[What you are asked to do]
Copy out the material below word for word, keeping every line in its original order.
# Start of Provided information
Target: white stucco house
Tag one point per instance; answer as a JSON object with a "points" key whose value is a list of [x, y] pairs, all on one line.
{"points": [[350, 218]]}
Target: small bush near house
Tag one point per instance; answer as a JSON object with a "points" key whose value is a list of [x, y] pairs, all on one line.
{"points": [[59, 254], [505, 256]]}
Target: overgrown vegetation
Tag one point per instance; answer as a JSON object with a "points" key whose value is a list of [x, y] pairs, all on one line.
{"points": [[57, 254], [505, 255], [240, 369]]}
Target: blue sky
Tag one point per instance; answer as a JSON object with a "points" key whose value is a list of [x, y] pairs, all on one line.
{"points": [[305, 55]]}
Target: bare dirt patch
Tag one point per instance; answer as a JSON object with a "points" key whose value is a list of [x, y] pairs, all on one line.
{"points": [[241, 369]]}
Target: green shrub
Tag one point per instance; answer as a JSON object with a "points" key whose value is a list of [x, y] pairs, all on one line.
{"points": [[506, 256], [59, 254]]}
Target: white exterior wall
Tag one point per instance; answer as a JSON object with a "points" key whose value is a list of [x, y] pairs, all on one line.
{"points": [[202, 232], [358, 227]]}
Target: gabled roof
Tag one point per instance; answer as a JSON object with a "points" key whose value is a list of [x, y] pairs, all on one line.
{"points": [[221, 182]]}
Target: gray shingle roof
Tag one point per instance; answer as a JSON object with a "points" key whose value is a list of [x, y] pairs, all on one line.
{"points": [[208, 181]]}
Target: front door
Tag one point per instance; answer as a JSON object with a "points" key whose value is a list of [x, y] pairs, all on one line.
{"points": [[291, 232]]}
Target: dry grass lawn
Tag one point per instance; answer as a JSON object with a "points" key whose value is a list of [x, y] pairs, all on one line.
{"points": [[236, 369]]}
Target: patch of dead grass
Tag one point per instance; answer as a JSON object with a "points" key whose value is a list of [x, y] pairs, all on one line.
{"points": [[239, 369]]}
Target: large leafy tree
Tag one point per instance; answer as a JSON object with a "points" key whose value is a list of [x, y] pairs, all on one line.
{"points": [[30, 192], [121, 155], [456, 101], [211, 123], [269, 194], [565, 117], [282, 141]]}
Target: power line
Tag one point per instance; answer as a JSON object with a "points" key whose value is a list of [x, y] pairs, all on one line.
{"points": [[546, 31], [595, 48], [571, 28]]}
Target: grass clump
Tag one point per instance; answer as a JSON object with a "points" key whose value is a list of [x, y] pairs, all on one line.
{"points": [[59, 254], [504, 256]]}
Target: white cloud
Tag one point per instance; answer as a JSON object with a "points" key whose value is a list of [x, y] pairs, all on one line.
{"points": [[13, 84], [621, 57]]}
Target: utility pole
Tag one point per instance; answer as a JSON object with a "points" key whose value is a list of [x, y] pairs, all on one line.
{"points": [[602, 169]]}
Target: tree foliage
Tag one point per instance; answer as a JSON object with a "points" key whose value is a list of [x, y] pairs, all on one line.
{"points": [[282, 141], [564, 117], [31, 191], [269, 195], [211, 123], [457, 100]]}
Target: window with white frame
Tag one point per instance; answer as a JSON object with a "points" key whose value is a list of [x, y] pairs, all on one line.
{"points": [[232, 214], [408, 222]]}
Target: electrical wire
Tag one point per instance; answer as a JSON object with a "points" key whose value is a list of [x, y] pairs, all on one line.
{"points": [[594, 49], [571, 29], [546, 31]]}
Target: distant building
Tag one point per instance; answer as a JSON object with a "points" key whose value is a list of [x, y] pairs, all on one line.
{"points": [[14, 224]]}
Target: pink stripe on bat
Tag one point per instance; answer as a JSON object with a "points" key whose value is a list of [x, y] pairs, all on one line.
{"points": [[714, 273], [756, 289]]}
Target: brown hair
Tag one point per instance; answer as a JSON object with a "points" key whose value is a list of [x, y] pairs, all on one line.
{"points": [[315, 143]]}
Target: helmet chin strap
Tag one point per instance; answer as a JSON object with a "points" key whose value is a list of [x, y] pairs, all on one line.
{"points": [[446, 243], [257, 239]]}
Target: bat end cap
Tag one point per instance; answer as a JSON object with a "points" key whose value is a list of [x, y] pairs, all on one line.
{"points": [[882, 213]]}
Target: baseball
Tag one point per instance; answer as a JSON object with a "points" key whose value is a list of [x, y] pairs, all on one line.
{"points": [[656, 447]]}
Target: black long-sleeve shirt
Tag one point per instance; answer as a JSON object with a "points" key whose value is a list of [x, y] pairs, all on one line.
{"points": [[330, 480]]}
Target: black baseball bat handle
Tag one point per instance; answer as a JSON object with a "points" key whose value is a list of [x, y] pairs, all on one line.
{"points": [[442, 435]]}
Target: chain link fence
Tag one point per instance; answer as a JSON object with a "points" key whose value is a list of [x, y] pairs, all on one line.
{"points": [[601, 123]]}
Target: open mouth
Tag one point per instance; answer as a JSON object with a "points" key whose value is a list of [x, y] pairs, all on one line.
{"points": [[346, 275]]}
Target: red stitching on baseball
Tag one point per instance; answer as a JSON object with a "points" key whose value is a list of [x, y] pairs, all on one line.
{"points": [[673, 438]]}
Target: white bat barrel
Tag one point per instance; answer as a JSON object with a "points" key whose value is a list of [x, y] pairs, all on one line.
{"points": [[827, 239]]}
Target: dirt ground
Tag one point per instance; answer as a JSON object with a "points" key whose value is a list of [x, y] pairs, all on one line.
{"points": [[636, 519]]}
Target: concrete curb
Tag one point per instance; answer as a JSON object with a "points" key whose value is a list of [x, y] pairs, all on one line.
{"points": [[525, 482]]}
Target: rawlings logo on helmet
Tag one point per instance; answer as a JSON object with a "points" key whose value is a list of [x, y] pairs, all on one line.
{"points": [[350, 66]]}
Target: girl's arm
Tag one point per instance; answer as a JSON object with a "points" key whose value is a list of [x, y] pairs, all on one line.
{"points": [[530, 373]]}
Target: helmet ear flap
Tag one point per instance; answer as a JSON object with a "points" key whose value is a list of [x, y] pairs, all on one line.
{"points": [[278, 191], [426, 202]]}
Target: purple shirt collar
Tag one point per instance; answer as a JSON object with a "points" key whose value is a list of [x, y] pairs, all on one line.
# End of Provided information
[Solution to this exercise]
Target: white stucco house
Tag one point per instance; answer as a JSON object with a "points" key whose value is a list of [x, y] pairs, all on one line.
{"points": [[350, 218]]}
Target: small bush near house
Tag one point per instance; answer as a JSON object with a "points" key whose value is a list of [x, y] pairs, all on one line.
{"points": [[59, 254], [505, 256]]}
Target: overgrown vegetation
Tag one point per instance; answer as a JSON object with a "points" key whose value is a list of [x, y] pairs, all on one line.
{"points": [[57, 254], [505, 255], [240, 369]]}
Target: blue sky
Tag one point per instance; answer as a JSON object with a "points" key whose value is a list of [x, y] pairs, all on one line.
{"points": [[305, 55]]}
Target: bare dirt patch
Tag one point per instance; answer as a JSON object with a "points" key whose value is a list of [x, y] pairs, all on one line.
{"points": [[241, 369]]}
Target: green shrub
Tag one point per instance; answer as a JSON object with a "points" key whose value is a list of [x, y] pairs, all on one line.
{"points": [[506, 256], [59, 254]]}
Target: white exterior wall
Tag one point per instance; answer as a JSON object with a "points" key whose value is a list of [x, y] pairs, all on one line.
{"points": [[202, 232], [358, 227]]}
Target: gabled roof
Tag one point per instance; answer as a JSON object with a "points" key whose value is a list of [x, y] pairs, all on one line.
{"points": [[221, 182]]}
Target: gray shingle roof
Tag one point per instance; answer as a JSON object with a "points" key whose value is a list of [x, y] pairs, all on one line.
{"points": [[208, 181]]}
Target: front door
Tag one point per instance; answer as a JSON object with a "points" key whose value is a list of [x, y] pairs, all on one line.
{"points": [[291, 232]]}
Target: dry grass lawn
Tag one point per instance; answer as a JSON object with a "points" key whose value is a list of [x, y] pairs, all on one line.
{"points": [[236, 369]]}
Target: patch of dead grass
Tag one point per instance; answer as a JSON object with a "points" key whose value is a list of [x, y] pairs, all on one line.
{"points": [[239, 369]]}
Target: large leafy tree
Tag one point per instance; answer as a JSON object with a "points" key whose value is a list of [x, y] pairs, all on one line.
{"points": [[30, 192], [121, 155], [456, 101], [211, 123], [269, 194], [565, 117], [282, 141]]}
Target: power line
Tag one point per instance; answer as a JSON object with a "points" key whose value is a list of [x, y] pairs, all on one line.
{"points": [[546, 31], [595, 48], [571, 28]]}
Target: grass clump
Tag one point per instance; answer as a JSON object with a "points" key whose value is a list of [x, y] pairs, all on one line.
{"points": [[59, 254], [504, 256]]}
Target: white cloud
Tag one point per instance; answer as a JSON object with a "points" key whose value is a list of [x, y] pairs, all on one line.
{"points": [[13, 84], [621, 57]]}
Target: utility pole
Tag one point per instance; answer as a JSON object with a "points" key whose value is a list of [x, y] pairs, all on one line.
{"points": [[602, 169]]}
Target: tree foliage
Tag one point per instance; answer as a JSON object with a "points" key whose value is a list of [x, y] pairs, all on one line.
{"points": [[282, 141], [564, 117], [31, 191], [269, 195], [211, 123], [457, 100]]}
Target: window with white frame
Tag one point per instance; answer as a JSON object with a "points" key whose value is a list of [x, y] pairs, all on one line.
{"points": [[232, 214], [408, 222]]}
Target: electrical wire
Tag one point per instance; answer as a JSON object with a "points" key whose value is a list of [x, y] pairs, all on one line.
{"points": [[594, 49], [571, 29], [546, 31]]}
Target: distant building
Tag one point per instance; answer as a JSON object with a "points" key whose value is a list of [x, y] pairs, all on one line.
{"points": [[14, 224]]}
Target: pink stripe on bat
Tag one point per instance; answer as a JSON object with a "points" key whose value is a list of [x, y] pairs, all on one line.
{"points": [[714, 273], [756, 289]]}
Target: brown hair
Tag one point per instance; answer as a JSON object with a "points" key whose value is a list of [x, y] pairs, all on one line.
{"points": [[315, 143]]}
Target: helmet chin strap
Tag one point per instance; answer as a JSON object with a "points" key whose value is a list of [x, y] pairs, all on one line.
{"points": [[446, 243], [257, 239]]}
Target: bat end cap
Tag one point per instance; answer as a JSON object with a "points" key whose value is a list of [x, y] pairs, all on one line.
{"points": [[882, 213]]}
Target: baseball
Tag one point per instance; answer as a JSON object with a "points" key whose value is a list of [x, y] pairs, all on one line.
{"points": [[656, 447]]}
Target: black long-sleeve shirt
Tag one point per instance; answer as a JSON object with a "points" key whose value is a list of [x, y] pairs, all on one line.
{"points": [[330, 480]]}
Target: black baseball bat handle
Tag one point per instance; answer as a JSON object with a "points" key whose value is a list of [x, y] pairs, all on one line.
{"points": [[442, 435]]}
Target: chain link fence
Tag one point per instance; answer as a JSON object with a "points" key whose value is a list of [x, y] pairs, all on one line.
{"points": [[601, 123]]}
Target: open mouth
Tag one point per instance; answer as a JSON object with a "points" key whose value is a list of [x, y] pairs, all on one line.
{"points": [[346, 275]]}
Target: red stitching on baseball
Tag one point per instance; answer as a JSON object with a "points" key whose value is a list of [x, y] pairs, all on one line.
{"points": [[673, 438]]}
Target: white bat barrel
Tag one point per instance; answer as a JSON object with a "points" key whose value is a list of [x, y] pairs, all on one line.
{"points": [[827, 239]]}
Target: dirt ground
Tag one point per instance; answer as a JSON object with a "points" key whose value is a list of [x, y] pairs, all on one line.
{"points": [[636, 519]]}
Target: concrete curb
Tag one point per instance; answer as a JSON object with a "points" key whose value is a list of [x, y] pairs, all on one line.
{"points": [[525, 482]]}
Target: rawlings logo on helmet
Tag one point per instance; answer as a JSON object with a "points" key whose value is a list of [x, y] pairs, all on one line.
{"points": [[350, 66]]}
Target: girl's arm
Tag one point per instance; answer as a JSON object with a "points" key whose value is a list of [x, y] pairs, all on one line.
{"points": [[530, 373]]}
Target: helmet ear flap
Tag one point per instance; answer as a JSON object with a "points" key whose value is a list of [x, y] pairs, all on one line.
{"points": [[278, 191], [426, 202]]}
Target: purple shirt collar
Tag one point per instance; answer as a JSON object with a "points" key whose value is a list of [x, y] pairs, all on one line.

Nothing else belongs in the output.